== TASK BRIEF ==
A word-for-word copy of the records below is required.

*** Opening INPUT FOR THIS TASK ***

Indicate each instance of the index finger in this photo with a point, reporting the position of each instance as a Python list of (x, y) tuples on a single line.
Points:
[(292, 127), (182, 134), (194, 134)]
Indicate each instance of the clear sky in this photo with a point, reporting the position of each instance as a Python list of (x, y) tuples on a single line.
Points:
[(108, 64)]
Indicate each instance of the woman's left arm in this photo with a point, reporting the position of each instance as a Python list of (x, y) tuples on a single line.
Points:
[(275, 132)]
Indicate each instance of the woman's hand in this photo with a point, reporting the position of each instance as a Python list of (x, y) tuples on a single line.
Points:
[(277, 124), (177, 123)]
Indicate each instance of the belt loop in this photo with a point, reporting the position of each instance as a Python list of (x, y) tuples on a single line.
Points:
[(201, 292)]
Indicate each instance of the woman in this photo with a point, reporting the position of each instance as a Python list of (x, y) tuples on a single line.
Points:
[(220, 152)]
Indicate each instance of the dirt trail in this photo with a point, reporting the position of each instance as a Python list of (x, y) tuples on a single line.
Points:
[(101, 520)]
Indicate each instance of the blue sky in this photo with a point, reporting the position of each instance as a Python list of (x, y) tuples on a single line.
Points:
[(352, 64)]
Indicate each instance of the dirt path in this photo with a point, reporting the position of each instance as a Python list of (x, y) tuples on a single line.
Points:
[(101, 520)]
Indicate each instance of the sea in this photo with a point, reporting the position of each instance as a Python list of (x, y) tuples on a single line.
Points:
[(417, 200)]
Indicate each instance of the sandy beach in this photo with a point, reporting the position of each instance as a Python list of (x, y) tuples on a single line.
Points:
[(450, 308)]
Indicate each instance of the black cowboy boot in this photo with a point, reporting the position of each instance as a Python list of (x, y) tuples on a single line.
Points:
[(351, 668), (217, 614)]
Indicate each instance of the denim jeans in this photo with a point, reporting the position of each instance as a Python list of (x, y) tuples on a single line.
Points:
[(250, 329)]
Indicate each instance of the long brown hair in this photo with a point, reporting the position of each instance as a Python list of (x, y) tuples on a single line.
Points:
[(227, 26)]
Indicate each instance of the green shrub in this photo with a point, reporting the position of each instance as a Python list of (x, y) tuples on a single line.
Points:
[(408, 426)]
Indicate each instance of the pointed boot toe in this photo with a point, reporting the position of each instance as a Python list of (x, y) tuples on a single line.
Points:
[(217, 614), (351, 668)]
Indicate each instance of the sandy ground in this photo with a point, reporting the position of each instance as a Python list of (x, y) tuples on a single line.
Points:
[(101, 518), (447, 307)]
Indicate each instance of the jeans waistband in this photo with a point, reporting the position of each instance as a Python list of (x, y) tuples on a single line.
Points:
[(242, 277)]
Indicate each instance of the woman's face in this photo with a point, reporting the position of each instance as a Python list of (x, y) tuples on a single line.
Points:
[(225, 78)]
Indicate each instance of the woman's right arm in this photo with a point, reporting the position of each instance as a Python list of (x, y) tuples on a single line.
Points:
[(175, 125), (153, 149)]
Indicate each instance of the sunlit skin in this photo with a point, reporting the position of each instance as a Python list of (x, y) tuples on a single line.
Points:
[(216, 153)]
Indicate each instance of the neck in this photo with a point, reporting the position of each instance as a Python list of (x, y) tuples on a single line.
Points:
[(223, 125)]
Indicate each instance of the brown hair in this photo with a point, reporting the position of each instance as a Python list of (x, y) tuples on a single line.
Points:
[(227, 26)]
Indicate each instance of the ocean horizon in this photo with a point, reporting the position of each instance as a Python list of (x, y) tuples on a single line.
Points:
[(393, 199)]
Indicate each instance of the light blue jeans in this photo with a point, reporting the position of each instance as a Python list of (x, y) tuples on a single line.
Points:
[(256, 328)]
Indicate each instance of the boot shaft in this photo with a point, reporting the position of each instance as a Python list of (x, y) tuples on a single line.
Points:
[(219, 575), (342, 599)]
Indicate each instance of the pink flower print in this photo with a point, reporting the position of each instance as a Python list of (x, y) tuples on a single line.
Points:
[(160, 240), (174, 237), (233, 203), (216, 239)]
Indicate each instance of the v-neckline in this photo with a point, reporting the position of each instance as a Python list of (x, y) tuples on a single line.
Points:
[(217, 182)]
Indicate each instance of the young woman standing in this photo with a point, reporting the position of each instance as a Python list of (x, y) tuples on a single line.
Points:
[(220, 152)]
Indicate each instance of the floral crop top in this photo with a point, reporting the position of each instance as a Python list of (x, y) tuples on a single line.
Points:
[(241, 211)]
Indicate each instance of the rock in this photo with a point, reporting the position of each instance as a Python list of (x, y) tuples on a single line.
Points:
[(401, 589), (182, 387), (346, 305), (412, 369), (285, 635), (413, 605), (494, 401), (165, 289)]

*** Closing INPUT FOR THIS TASK ***

== PROBLEM SOLUTION ==
Indicate each instance of the index finger in this photo with a point, reporting the position of each instance as a Python list of (x, y) tuples on a single line.
Points:
[(292, 127), (182, 134), (194, 134)]
Indicate each instance of the clear sky in this photo with a point, reporting the position of each instance as a Python list of (x, y) tuples on a single line.
Points:
[(108, 64)]
Indicate each instance of the woman's left arm in this photo with a point, reporting the position of each instance as a Python list of (x, y) tuples on a single line.
Points:
[(275, 132)]
Indicate each instance of the woman's hand in this photo with a point, reporting the position of each instance as a Python list of (x, y) tuples on a single line.
Points:
[(277, 124), (177, 123)]
Indicate each instance of the belt loop in this photo with a point, reporting the position of each instance as a Python list of (x, y) tuples on a single line.
Points:
[(201, 292)]
Indicate each instance of the woman in this photo with a point, reporting the position of each instance as a Python list of (x, y) tuples on a single line.
Points:
[(220, 152)]
Indicate each instance of the dirt trail in this photo with a point, reporting the position of each instance as a Python list of (x, y) tuples on a single line.
Points:
[(101, 520)]
Indicate each instance of the blue sky in this photo with a point, reporting the position of each instance as a Python list of (x, y) tuples on a single line.
Points:
[(352, 64)]
Indicate each instance of the dirt path in this photo with a point, reporting the position of each instance as a Python list of (x, y) tuples on a single line.
Points:
[(101, 520)]
Indicate each instance of the sea in this photo with a point, reporting the position of each instance as a Python list of (x, y) tuples on a single line.
Points:
[(417, 200)]
Indicate each instance of the sandy beach in this photo with a point, reporting the position of each instance as a Python list of (x, y) tuples on a single line.
Points:
[(450, 308)]
Indicate each instance of the black cowboy boot in this photo with a point, reporting the position of each instance as a Python list of (x, y) tuples on a single line.
Points:
[(351, 668), (217, 614)]
Indicate each instance of the denim jeans in this photo with a point, reporting the position of each instance as a Python list of (x, y) tuples on a single line.
Points:
[(250, 329)]
Indicate each instance of the long brown hair in this photo with a point, reporting the position of each instance as a Python list of (x, y) tuples on a single line.
Points:
[(227, 26)]
Indicate each instance of the green shrub in this photo with a point, reporting the position of each instance as a Python list of (x, y) tuples on a single line.
Points:
[(408, 426)]
Indicate each instance of the pointed boot toe in this photo with a point, reporting the position of each instance as a Python list of (x, y) tuples on a single line.
Points:
[(217, 614), (351, 668)]
Indicate each instance of the sandy ground in this photo with a point, reporting the position of each instance as a Python list of (x, y) tuples on a single line.
Points:
[(101, 518), (447, 307)]
Indicate each instance of the jeans waistband in this photo with a point, reporting the position of each instance as a Python list of (x, y) tuples on a single line.
Points:
[(242, 277)]
Indicate each instance of the woman's face in this photo with a point, reporting the position of each instance as a Python list of (x, y) tuples on a single line.
Points:
[(225, 78)]
Indicate each instance of the woman's right arm in this photo with a point, reporting the position of each instance as a Python list of (x, y) tuples on a single line.
Points:
[(175, 125), (153, 149)]
Indicate each instance of the sunlit skin in this photo with a point, reporting the position of each instance as a Python list of (x, y) tuples on a single line.
Points:
[(216, 153)]
Indicate each instance of the neck in this photo with a point, reporting the position of each instance as a Python list of (x, y) tuples on a single line.
Points:
[(223, 125)]
Indicate each instance of the brown hair in this photo with a point, reporting the position of each instance as a Python list of (x, y) tuples on a single line.
Points:
[(227, 26)]
Indicate each instance of the ocean horizon in this photo with a point, reporting the position of each instance as a Python list of (x, y) tuples on a single line.
Points:
[(393, 199)]
Indicate each instance of the light blue jeans in this photo with a point, reporting the position of each instance as a Python list of (x, y) tuples on a single line.
Points:
[(256, 328)]
Indicate each instance of the boot shaft in this photo with a point, reporting the position of each instance as a Python list of (x, y) tuples on a single line.
Points:
[(219, 575), (342, 599)]
Indicate each instance of the pink flower print in this photo with a point, reporting the position of each instance as a Python list of (x, y) tuples on a single line.
Points:
[(160, 240), (174, 237), (233, 203), (216, 239)]
Indicate each instance of the v-neckline in this photo with a point, reporting the position of each instance as a Python list of (x, y) tuples on a single line.
Points:
[(217, 182)]
Indicate each instance of the young woman standing in this photo with a point, reporting the position of each instance as a Python list of (x, y) tuples on a single line.
Points:
[(220, 152)]
Indicate each instance of the floral crop top in this photo with a point, reporting the position of each instance as a Python list of (x, y) tuples on a single line.
Points:
[(241, 211)]
Indicate each instance of the rock in this photo with a point, reporting the position of each instance as a Python list of (x, y) tuples on a single line.
Points:
[(401, 589), (182, 387), (346, 305), (412, 369), (285, 635), (413, 605), (494, 401), (165, 289)]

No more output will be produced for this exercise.